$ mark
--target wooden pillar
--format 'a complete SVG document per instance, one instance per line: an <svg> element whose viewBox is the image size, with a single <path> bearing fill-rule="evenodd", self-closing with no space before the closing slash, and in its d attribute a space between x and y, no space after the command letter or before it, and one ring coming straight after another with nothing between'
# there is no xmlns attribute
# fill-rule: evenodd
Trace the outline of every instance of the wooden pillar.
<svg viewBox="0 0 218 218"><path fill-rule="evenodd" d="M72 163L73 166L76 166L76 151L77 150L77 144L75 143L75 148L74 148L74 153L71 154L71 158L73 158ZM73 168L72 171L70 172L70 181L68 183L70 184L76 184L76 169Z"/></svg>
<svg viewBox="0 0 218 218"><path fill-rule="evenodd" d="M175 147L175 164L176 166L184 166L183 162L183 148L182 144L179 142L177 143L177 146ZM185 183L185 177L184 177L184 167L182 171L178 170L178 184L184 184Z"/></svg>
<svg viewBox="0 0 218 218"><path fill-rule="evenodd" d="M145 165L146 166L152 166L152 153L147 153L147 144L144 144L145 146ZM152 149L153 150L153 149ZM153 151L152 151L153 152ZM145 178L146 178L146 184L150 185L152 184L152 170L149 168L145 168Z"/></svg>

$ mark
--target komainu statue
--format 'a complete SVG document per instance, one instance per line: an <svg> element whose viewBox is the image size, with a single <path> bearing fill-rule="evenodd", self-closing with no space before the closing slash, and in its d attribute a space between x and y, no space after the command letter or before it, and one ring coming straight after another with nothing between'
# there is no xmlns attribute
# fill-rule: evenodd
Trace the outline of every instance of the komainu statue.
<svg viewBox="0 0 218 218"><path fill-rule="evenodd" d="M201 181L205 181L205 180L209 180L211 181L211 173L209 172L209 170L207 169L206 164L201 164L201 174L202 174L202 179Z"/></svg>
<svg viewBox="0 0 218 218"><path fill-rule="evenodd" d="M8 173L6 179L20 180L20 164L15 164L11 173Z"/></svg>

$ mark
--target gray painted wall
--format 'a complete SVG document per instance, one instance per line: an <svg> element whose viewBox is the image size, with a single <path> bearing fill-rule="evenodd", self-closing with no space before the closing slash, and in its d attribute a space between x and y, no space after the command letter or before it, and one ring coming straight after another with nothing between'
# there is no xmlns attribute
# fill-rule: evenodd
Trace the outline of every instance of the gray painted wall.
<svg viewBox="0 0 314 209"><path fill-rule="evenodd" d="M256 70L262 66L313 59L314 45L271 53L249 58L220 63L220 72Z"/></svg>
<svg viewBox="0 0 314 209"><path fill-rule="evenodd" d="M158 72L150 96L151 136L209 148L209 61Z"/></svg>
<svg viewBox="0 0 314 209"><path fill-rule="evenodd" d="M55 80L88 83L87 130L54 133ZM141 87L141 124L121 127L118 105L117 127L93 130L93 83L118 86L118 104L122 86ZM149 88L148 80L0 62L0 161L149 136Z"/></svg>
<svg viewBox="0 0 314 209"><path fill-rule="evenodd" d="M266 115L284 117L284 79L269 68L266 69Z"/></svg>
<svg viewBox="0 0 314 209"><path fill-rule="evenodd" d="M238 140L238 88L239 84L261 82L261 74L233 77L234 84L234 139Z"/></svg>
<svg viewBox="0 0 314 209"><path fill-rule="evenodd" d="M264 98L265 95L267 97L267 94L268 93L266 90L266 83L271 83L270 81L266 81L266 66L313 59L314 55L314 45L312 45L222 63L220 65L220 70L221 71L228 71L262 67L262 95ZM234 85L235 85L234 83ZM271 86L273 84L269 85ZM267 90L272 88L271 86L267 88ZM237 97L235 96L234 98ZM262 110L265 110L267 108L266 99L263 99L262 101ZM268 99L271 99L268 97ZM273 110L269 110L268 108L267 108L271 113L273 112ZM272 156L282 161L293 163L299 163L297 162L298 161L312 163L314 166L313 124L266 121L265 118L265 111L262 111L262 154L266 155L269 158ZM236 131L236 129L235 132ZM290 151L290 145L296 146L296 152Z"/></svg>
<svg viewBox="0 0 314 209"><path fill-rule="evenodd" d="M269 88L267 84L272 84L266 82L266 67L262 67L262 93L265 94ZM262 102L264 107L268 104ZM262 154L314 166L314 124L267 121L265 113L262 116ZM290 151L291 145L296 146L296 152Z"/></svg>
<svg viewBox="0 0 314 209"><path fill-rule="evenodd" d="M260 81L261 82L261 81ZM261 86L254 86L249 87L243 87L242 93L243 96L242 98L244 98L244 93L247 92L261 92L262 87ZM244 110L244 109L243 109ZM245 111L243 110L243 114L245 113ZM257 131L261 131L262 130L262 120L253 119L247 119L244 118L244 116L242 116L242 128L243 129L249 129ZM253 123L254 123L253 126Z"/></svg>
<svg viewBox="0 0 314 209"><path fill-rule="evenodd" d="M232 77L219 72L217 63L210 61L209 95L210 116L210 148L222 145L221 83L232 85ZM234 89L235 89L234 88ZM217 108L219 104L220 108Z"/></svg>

- - -

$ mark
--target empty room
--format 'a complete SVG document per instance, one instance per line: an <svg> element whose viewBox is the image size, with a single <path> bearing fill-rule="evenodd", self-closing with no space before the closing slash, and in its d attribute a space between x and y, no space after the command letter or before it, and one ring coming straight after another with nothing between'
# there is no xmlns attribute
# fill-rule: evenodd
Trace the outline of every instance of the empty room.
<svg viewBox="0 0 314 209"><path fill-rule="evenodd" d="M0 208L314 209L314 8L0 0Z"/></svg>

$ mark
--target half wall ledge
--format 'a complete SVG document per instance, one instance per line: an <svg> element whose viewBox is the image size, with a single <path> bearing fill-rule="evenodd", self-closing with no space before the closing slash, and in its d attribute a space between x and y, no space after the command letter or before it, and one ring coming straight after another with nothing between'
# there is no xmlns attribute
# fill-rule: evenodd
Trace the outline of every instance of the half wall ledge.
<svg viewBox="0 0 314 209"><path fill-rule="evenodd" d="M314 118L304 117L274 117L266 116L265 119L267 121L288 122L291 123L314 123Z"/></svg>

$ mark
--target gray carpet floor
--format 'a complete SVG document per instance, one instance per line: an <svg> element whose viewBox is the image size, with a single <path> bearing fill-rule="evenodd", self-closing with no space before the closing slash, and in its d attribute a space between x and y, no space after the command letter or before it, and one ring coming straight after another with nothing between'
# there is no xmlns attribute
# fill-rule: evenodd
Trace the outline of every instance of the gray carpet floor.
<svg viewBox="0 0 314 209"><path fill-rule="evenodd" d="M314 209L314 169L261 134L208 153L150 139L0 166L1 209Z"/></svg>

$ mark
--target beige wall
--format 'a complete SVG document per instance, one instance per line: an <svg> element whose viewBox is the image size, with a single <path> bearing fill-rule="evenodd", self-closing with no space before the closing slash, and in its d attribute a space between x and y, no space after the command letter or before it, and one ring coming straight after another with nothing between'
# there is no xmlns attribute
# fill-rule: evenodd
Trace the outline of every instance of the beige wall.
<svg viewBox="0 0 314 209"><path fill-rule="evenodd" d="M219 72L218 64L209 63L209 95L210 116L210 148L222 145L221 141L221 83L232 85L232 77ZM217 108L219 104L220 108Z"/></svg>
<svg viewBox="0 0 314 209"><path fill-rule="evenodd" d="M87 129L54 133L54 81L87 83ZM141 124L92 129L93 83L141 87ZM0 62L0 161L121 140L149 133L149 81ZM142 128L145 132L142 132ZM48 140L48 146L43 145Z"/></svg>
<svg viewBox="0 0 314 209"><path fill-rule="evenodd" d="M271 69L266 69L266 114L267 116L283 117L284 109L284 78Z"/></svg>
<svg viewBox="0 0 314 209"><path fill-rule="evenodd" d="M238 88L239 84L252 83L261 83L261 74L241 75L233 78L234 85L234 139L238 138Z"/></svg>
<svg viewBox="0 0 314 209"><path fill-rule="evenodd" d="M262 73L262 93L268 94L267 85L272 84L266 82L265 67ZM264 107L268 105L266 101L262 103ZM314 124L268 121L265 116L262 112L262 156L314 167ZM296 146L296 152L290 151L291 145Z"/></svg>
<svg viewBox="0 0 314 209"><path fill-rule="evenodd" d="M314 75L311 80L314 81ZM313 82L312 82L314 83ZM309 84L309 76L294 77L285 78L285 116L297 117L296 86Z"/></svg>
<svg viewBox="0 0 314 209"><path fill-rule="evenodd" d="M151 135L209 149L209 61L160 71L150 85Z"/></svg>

- - -

PROBLEM DETAILS => Count the lines in the records above that contain the string "wall", treating uppercase and lowercase as different. Reply with the number only.

COMPLETED TASK => 6